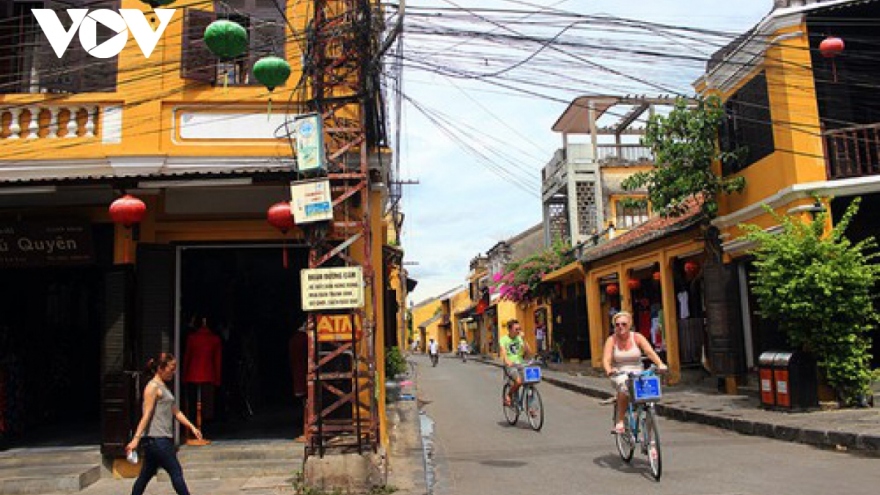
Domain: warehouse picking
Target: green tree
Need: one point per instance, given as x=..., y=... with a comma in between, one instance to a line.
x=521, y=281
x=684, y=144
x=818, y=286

==

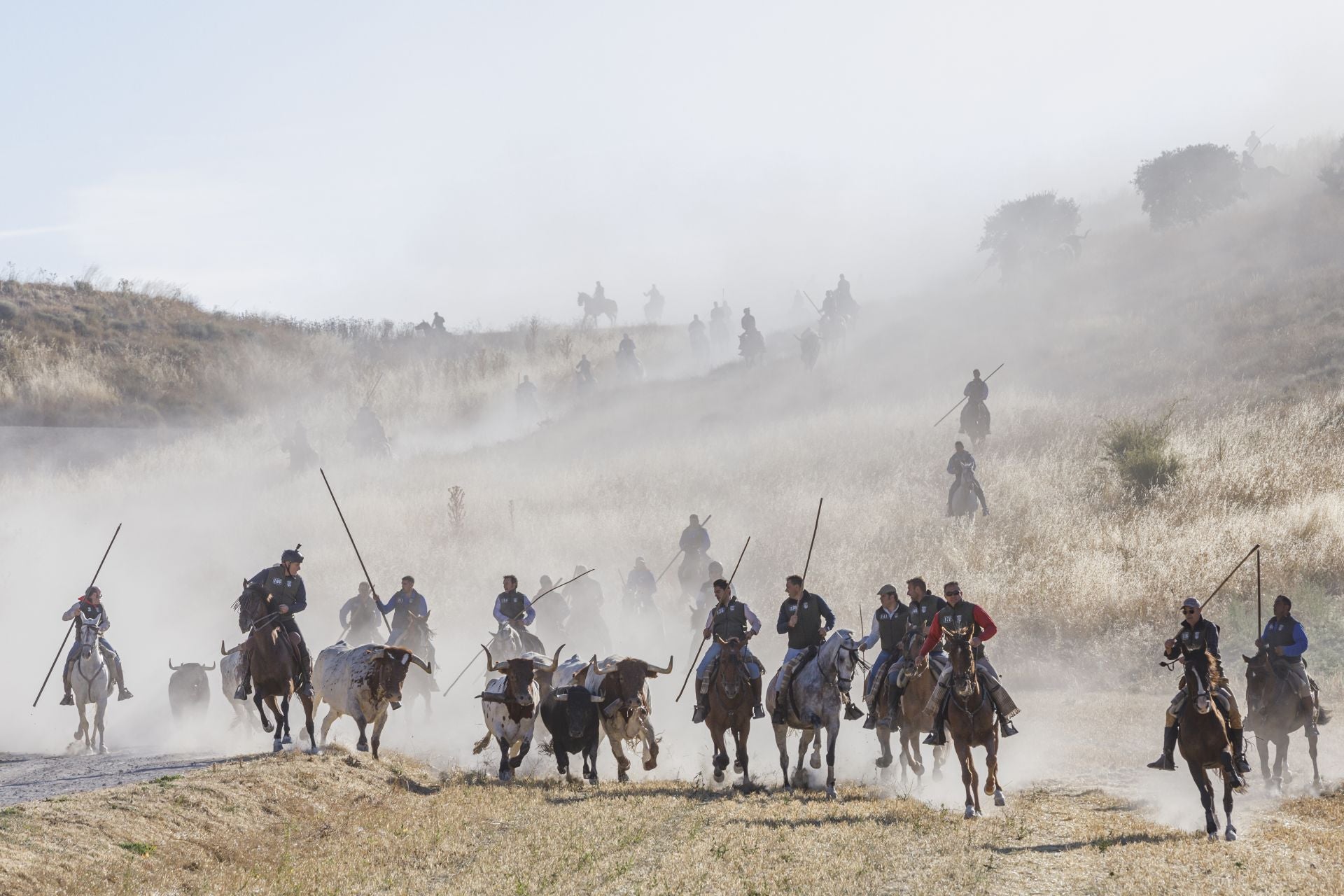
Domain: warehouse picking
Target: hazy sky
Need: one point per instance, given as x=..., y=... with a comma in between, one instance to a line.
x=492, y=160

...

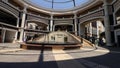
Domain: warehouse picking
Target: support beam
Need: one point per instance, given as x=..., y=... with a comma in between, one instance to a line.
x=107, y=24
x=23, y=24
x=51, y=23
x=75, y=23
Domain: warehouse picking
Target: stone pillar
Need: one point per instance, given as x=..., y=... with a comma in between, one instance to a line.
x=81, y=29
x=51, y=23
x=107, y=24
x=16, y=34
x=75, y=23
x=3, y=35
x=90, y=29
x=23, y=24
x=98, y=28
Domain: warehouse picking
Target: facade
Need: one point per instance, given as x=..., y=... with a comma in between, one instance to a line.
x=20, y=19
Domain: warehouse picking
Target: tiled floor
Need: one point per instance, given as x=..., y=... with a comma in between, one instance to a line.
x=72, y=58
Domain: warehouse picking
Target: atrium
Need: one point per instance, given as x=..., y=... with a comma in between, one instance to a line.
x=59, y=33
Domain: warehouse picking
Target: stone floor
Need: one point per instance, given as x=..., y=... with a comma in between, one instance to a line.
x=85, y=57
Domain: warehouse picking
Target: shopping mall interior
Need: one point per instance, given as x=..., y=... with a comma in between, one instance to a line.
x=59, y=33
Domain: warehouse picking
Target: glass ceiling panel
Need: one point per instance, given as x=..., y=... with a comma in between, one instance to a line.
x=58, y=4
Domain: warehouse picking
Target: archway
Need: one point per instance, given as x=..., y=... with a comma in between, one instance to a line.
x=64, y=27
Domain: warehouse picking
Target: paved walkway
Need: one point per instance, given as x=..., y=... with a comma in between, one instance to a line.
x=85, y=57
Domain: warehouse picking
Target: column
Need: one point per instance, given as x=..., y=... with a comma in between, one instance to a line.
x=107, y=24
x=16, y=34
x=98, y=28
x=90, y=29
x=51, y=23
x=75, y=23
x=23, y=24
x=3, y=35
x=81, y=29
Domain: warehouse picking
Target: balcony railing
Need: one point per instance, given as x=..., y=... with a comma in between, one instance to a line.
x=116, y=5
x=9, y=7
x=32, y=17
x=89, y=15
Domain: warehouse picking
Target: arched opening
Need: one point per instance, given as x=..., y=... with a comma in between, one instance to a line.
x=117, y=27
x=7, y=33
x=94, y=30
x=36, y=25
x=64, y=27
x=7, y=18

## [EXERCISE GOAL]
Find every line above that contains the string "floor" and copy each of those lines. Case counts.

## [OUTPUT BELOW]
Target: tiled floor
Target: stone floor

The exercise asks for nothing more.